▶ **What the task asks**
The response must contain every record, repeated exactly.

Spatial localization data
|---|

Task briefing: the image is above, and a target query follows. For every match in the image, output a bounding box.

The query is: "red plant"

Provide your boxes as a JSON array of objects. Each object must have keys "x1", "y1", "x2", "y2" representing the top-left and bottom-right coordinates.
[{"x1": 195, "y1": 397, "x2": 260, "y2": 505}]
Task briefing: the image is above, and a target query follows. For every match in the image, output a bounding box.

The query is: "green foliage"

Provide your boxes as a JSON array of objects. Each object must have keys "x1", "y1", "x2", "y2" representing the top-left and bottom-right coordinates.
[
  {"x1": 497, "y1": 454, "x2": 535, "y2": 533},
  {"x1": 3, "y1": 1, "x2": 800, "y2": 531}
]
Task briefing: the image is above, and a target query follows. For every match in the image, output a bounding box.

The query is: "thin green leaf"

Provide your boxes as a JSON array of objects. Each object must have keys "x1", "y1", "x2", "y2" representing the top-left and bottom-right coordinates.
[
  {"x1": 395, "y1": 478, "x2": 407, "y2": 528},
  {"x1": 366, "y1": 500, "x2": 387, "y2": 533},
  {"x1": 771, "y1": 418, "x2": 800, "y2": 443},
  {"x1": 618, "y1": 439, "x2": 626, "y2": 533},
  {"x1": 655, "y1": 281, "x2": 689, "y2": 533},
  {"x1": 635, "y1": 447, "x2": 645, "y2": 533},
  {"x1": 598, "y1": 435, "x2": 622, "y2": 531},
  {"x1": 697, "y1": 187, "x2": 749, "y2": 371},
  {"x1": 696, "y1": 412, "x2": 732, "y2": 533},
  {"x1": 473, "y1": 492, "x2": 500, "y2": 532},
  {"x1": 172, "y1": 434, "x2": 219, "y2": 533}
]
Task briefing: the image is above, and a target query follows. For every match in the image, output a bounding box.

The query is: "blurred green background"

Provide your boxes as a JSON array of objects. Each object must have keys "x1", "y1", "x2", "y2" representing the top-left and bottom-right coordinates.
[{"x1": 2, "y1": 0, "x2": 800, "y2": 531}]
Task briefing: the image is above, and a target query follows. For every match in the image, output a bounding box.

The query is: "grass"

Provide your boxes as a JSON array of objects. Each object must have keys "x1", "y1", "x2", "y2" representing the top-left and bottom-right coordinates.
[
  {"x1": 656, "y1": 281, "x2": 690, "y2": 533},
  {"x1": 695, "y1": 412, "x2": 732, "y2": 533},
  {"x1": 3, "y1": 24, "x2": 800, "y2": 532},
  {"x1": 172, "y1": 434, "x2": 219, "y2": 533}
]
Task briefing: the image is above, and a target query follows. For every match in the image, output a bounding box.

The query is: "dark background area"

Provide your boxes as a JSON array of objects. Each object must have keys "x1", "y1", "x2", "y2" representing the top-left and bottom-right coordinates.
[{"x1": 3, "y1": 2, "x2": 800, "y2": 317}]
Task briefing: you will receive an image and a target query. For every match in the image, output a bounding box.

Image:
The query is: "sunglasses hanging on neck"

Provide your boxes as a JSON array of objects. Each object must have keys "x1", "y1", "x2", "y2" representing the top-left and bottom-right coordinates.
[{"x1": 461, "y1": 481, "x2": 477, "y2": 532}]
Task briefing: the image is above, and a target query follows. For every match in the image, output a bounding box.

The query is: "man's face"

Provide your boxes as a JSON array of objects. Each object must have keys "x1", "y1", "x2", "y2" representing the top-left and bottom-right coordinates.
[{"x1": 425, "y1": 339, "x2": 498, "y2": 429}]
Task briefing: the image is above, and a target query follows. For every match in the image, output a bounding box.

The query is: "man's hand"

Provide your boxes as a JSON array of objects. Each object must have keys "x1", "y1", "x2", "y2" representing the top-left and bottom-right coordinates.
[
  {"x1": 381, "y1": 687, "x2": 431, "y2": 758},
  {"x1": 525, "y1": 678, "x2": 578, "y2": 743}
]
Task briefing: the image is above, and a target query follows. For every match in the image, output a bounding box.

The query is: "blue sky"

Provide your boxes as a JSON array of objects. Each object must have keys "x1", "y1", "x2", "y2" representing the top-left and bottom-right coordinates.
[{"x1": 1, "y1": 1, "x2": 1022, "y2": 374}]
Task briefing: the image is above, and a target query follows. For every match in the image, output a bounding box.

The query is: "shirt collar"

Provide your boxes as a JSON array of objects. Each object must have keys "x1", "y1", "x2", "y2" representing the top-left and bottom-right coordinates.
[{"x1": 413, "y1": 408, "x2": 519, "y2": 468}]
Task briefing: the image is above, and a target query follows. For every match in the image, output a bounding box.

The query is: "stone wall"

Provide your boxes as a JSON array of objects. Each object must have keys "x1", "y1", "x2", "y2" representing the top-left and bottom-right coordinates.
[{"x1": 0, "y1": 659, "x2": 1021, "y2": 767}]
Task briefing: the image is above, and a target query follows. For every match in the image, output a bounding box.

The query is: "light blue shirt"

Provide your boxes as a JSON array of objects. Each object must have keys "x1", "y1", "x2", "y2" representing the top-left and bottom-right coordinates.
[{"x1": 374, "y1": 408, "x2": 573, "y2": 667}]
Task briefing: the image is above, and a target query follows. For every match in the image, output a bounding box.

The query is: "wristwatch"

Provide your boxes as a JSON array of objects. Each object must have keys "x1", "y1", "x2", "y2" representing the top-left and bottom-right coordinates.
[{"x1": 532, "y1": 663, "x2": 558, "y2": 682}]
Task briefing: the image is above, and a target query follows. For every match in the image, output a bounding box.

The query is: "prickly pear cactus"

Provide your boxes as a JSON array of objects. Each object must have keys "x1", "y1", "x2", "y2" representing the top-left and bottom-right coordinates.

|---|

▶ **Your response**
Task briefing: the image is above, and a target query follows. For every match in the image, output a bounding box.

The query is: "red plant"

Provide your boxes as a JSON array of objects. Each object must have keys "x1", "y1", "x2", "y2" representing the top-left and bottom-right coordinates.
[{"x1": 195, "y1": 397, "x2": 260, "y2": 505}]
Task briefing: the image is above, and a target query follows. For every match in the image, output a bounding box.

The query is: "green foliage"

Provide your boxes as a JSON array of objects. Each object must have keys "x1", "y1", "x2", "y2" representing the top-left and bottom-right coordinates.
[
  {"x1": 497, "y1": 454, "x2": 535, "y2": 533},
  {"x1": 3, "y1": 1, "x2": 800, "y2": 531}
]
Task briefing: the image is above, and a target query follows. For every match in the image, output a bounding box.

The query is: "thin green leaf"

Provide your boxes as a JSON array of objects. Each object must have keys "x1", "y1", "x2", "y2" representing the top-left and bottom-right coordinates.
[
  {"x1": 395, "y1": 478, "x2": 407, "y2": 528},
  {"x1": 366, "y1": 500, "x2": 387, "y2": 533},
  {"x1": 771, "y1": 418, "x2": 800, "y2": 443},
  {"x1": 618, "y1": 439, "x2": 626, "y2": 533},
  {"x1": 655, "y1": 281, "x2": 689, "y2": 533},
  {"x1": 635, "y1": 447, "x2": 645, "y2": 533},
  {"x1": 598, "y1": 435, "x2": 622, "y2": 531},
  {"x1": 697, "y1": 187, "x2": 749, "y2": 371},
  {"x1": 696, "y1": 412, "x2": 732, "y2": 533},
  {"x1": 473, "y1": 492, "x2": 500, "y2": 532},
  {"x1": 172, "y1": 434, "x2": 219, "y2": 533}
]
Task briefing: the image is above, and a target query follows. For every match in the image, output a bounding box.

The query is: "blurred green background"

Provide your boxes as a JSON array of objects. Each object must have keys "x1", "y1", "x2", "y2" representing the top-left and bottom-right coordinates.
[{"x1": 2, "y1": 0, "x2": 800, "y2": 531}]
Task briefing: the image is above, and a target query follows. For every match in the image, output a bounding box.

The query is: "grass"

Provide your boxes as a JSON array of objects. Each object must have keys "x1", "y1", "x2", "y2" representing the top-left and bottom-right coordinates.
[
  {"x1": 656, "y1": 281, "x2": 690, "y2": 533},
  {"x1": 695, "y1": 412, "x2": 732, "y2": 533},
  {"x1": 3, "y1": 24, "x2": 800, "y2": 532},
  {"x1": 172, "y1": 434, "x2": 219, "y2": 533}
]
Task briefing: the image is above, and a target query follows. For every match in the image, output a bounding box.

The query is: "dark background area"

Provide your boxes as a JSON array of objects. Each object must have keys "x1", "y1", "x2", "y2" representing the top-left and bottom-right coordinates.
[{"x1": 3, "y1": 2, "x2": 800, "y2": 317}]
Task briefing: you will receive an image and a target query. For every match in the image, output a bounding box.

Image:
The query is: "sunglasses hanging on neck"

Provide your boxes as a JSON array of objects. Each object must have keys "x1", "y1", "x2", "y2" representing the top-left and bottom-right coordinates.
[{"x1": 461, "y1": 481, "x2": 477, "y2": 532}]
Task briefing: the image is above, and a target query follows. For every match in the image, output a bounding box.

The query is: "man's face"

Provide your boxes as a JSON array of objects. Each object must have keys "x1", "y1", "x2", "y2" representing the top-left and bottom-right coordinates.
[{"x1": 425, "y1": 339, "x2": 498, "y2": 429}]
Task briefing: the image is above, and a target query follows. For every match in the image, output a bounding box.

The query is: "man's hand"

Provide your boxes as a JSON array of objects. Each object must have keys "x1", "y1", "x2", "y2" representing the top-left and bottom-right coordinates.
[
  {"x1": 381, "y1": 687, "x2": 431, "y2": 758},
  {"x1": 525, "y1": 678, "x2": 578, "y2": 743}
]
Task briefing: the image is above, and a target query follows. For every match in the image, output a bounding box.

The query is: "blue sky"

Provide your boxes as a JSON array of objects. Each object must have keys "x1", "y1", "x2", "y2" representing the top-left and bottom-right coordinates.
[{"x1": 1, "y1": 1, "x2": 1022, "y2": 374}]
Task briefing: the image is above, and a target query follows. For every match in the image, output a bounding box.

The query is: "shirt collar"

Provide your boxes as a JSON array of objects. Each object must have keys "x1", "y1", "x2", "y2" representing the top-left and bottom-right coordinates.
[{"x1": 413, "y1": 408, "x2": 519, "y2": 468}]
Task briefing: the image is above, and a target query follows. For every match in the image, output a bounding box.

The query is: "stone wall"

Provide your boxes as a JSON array of objects. Each object must have keys "x1", "y1", "x2", "y2" representing the top-left and bottom-right coordinates.
[{"x1": 0, "y1": 659, "x2": 1021, "y2": 767}]
Task briefing: the image is above, and a target query follows. For every match in the image, output a bounding box.

The query is: "light blue shirt"

Provide your boxes as a JSON array of objects. Each object must have keys "x1", "y1", "x2", "y2" representing the top-left and bottom-right coordinates.
[{"x1": 374, "y1": 408, "x2": 573, "y2": 667}]
Task briefing: the image is above, and a target query follows. For every match in the image, output a bounding box.

The query is: "wristwatch"

Provide your boxes as a JSON array of objects. Each object must have keys "x1", "y1", "x2", "y2" representing the top-left and bottom-right coordinates.
[{"x1": 532, "y1": 663, "x2": 558, "y2": 682}]
Task briefing: the image is above, and a target query follows. For every match in the image, output a bounding box.

The query is: "prickly pear cactus"

Provide your boxes as a JSON array of objects. Each object must have keys "x1", "y1", "x2", "y2" representing the top-left and bottom-right coordinates.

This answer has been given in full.